Passage to read -
It is therefore not surprising that Xi has started preaching the virtues of discipline and supremacy of the Party and, more than that, the importance of concentrating power in the hands of the leader. His fear of the uprising of resistance against him has started showing too. Last year in one of his much-publicised speeches he warned the nation saying, “... Communist Party rule could eventually crumble if the party fails to constantly reinforce its grip on China” and that..... “From ancient times to the present, whenever great powers have collapsed or decayed, a common cause has been the loss of central authority.”
Xi’s call to the army to ‘Scale up battle preparedness’ and his eagerness to grab maximum power in his own hands explains why his PLA has suddenly become aggressive and violent on borders not just along India but also Taiwan, Hong Kong and in the South China Sea.
It is right time now that India must identify and shift its China policy focus to those areas where China is most vulnerable
Need to Change China Policy
This situation calls for countries like India, Taiwan and Hong Kong to remain alert about Xi’s designs of sucking in such targets in his game plans whom he thinks he can use for generating a crisis and then emerging as a national hero after his PLA comes out as a winner. However, for a country like India it is also an opportune time to use PLA’s gory and inhuman action in Galwan this fortnight as a license from China to revisit and redesign its strategy towards China, especially on issues like Tibet, East Turkistan (Xinjiang), Taiwan and Hong Kong which, thanks to the naive policies and mishandling by previous generations of Indian rulers, had reduced these issues to a liability from trump cards.
Although India has substantially improved its defence power and fortified its positions impressively along the India-China border (nee: ‘India-Tibet Border’), India still remains on the wrong side of the military and economic balance between the two countries. Realising this difference, India must identify and shift its China policy focus to those areas where China is most vulnerable, and India does not need either the military might or economic power to take on China on these fronts.

Job a - According to the passage on China policy, what did Xi call on the army to do?
The entries that follow the passage are unrelated to it.

Recorded information -
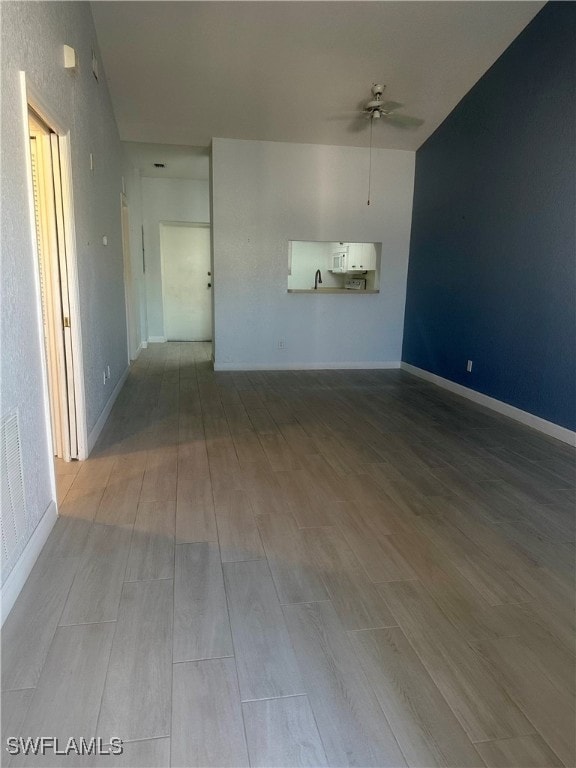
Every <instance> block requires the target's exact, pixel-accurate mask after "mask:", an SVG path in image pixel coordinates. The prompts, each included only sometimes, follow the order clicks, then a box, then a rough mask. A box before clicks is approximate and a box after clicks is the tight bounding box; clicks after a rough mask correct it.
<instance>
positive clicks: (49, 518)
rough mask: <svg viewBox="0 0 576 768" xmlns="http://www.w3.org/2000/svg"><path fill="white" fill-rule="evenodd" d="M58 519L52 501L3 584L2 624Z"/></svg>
mask: <svg viewBox="0 0 576 768" xmlns="http://www.w3.org/2000/svg"><path fill="white" fill-rule="evenodd" d="M57 519H58V512H57V511H56V503H55V502H54V501H51V502H50V504H49V505H48V507H47V509H46V511H45V512H44V514H43V515H42V517H41V519H40V522H39V523H38V525H37V526H36V528H35V529H34V532H33V533H32V536H31V537H30V539H29V540H28V543H27V544H26V546H25V547H24V551H23V552H22V554H21V555H20V557H19V558H18V562H17V563H16V565H15V566H14V568H12V570H11V571H10V573H9V574H8V578H7V579H6V581H5V582H4V584H3V585H2V596H1V600H0V602H1V603H2V624H4V621H5V620H6V617H7V616H8V614H9V613H10V611H11V610H12V608H13V606H14V603H15V602H16V598H17V597H18V595H19V594H20V592H21V590H22V587H23V586H24V584H25V583H26V579H27V578H28V576H29V575H30V571H31V570H32V568H33V567H34V563H35V562H36V560H37V559H38V555H39V554H40V552H41V550H42V547H43V546H44V544H45V543H46V539H47V538H48V536H49V535H50V531H51V530H52V528H53V526H54V523H55V522H56V520H57Z"/></svg>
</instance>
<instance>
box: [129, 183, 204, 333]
mask: <svg viewBox="0 0 576 768" xmlns="http://www.w3.org/2000/svg"><path fill="white" fill-rule="evenodd" d="M208 188H209V182H208V181H197V180H192V179H152V178H147V177H143V178H142V212H143V220H144V247H145V251H146V297H147V308H148V309H147V316H148V339H149V340H152V341H158V340H159V339H163V338H164V315H163V307H162V270H161V259H160V222H162V221H179V222H190V223H193V224H207V223H209V222H210V198H209V190H208Z"/></svg>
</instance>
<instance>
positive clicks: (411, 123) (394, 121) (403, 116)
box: [361, 83, 424, 205]
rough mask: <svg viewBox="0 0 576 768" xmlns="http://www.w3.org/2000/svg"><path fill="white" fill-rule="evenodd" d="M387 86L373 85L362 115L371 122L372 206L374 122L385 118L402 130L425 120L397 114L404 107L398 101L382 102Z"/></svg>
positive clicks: (375, 83) (383, 85) (369, 201)
mask: <svg viewBox="0 0 576 768" xmlns="http://www.w3.org/2000/svg"><path fill="white" fill-rule="evenodd" d="M385 88H386V86H385V85H380V83H373V84H372V96H373V97H374V98H373V99H372V100H371V101H368V102H366V104H365V106H364V109H363V110H362V111H361V114H363V115H364V117H367V118H368V119H369V120H370V158H369V165H368V203H367V204H368V205H370V186H371V180H372V125H373V122H374V120H380V119H381V118H385V119H386V120H388V121H389V122H391V123H394V125H397V126H399V127H401V128H408V127H417V126H419V125H422V123H423V122H424V120H421V119H420V118H419V117H411V116H410V115H402V114H395V110H397V109H400V107H403V106H404V105H403V104H400V103H399V102H398V101H382V94H383V93H384V90H385Z"/></svg>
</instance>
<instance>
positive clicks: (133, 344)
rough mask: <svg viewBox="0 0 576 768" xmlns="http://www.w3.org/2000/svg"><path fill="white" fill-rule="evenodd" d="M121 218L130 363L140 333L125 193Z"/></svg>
mask: <svg viewBox="0 0 576 768" xmlns="http://www.w3.org/2000/svg"><path fill="white" fill-rule="evenodd" d="M120 216H121V222H122V252H123V255H124V299H125V302H126V331H127V334H128V363H129V364H130V361H131V360H135V359H136V358H137V357H138V352H139V349H140V333H139V330H140V329H139V326H138V318H137V304H136V295H137V293H136V290H135V285H134V279H133V274H132V253H131V250H130V248H131V246H130V214H129V210H128V200H127V198H126V195H125V194H124V192H122V193H121V195H120Z"/></svg>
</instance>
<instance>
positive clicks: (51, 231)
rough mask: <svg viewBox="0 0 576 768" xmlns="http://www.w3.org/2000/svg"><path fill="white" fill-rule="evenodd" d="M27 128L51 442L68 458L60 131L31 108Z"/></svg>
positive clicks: (65, 302)
mask: <svg viewBox="0 0 576 768" xmlns="http://www.w3.org/2000/svg"><path fill="white" fill-rule="evenodd" d="M28 128H29V139H30V165H31V167H30V172H31V176H32V191H33V199H34V221H35V227H36V232H35V234H36V246H37V252H38V271H39V277H40V297H41V305H42V306H41V309H42V326H43V335H44V350H45V357H46V369H47V379H48V382H47V383H48V400H49V407H50V422H51V428H52V446H53V453H54V456H56V457H57V458H60V459H64V461H70V460H71V459H77V458H79V445H78V442H79V441H78V432H79V429H78V426H79V425H78V413H77V397H76V381H75V377H76V376H77V370H76V368H77V366H76V365H75V360H76V357H77V356H76V354H75V351H74V344H73V337H72V324H73V317H72V314H73V313H72V307H71V304H72V302H71V275H70V269H69V259H68V254H67V244H68V243H69V236H68V234H67V229H68V227H69V224H70V223H69V222H68V221H67V220H66V216H67V214H68V204H67V203H66V202H65V194H64V188H63V184H64V179H63V175H64V174H63V162H62V160H63V158H62V157H61V145H60V137H59V136H58V135H57V134H56V133H55V132H54V131H53V130H52V129H51V128H50V127H49V126H48V124H47V123H46V122H44V120H43V119H42V118H41V117H40V116H39V115H38V114H36V113H35V112H34V111H33V110H32V109H31V108H29V110H28Z"/></svg>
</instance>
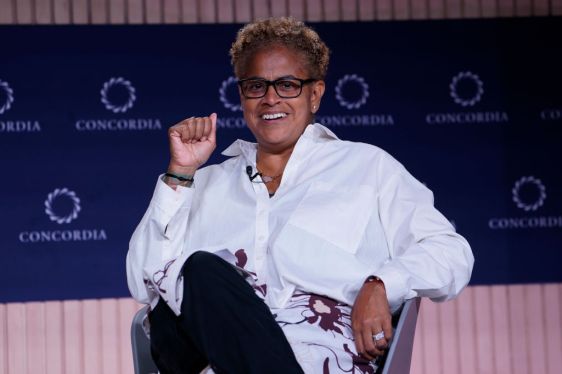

Job b - Edit the part of the entries that opens with the line containing "86L373 85L362 115L371" and closes with the line containing "positive clicks: (375, 83)", swapping "rough mask" for "coarse mask" and keeping everything else the same. Give back only those lines.

Exercise result a - He called on the army to "Scale up battle preparedness."

Exercise result b -
coarse mask: <svg viewBox="0 0 576 768" xmlns="http://www.w3.org/2000/svg"><path fill="white" fill-rule="evenodd" d="M387 86L373 85L362 115L371 122L372 206L374 122L385 118L402 130L425 120L397 114L404 107L398 101L382 102Z"/></svg>
positive clicks: (375, 83) (383, 85) (369, 201)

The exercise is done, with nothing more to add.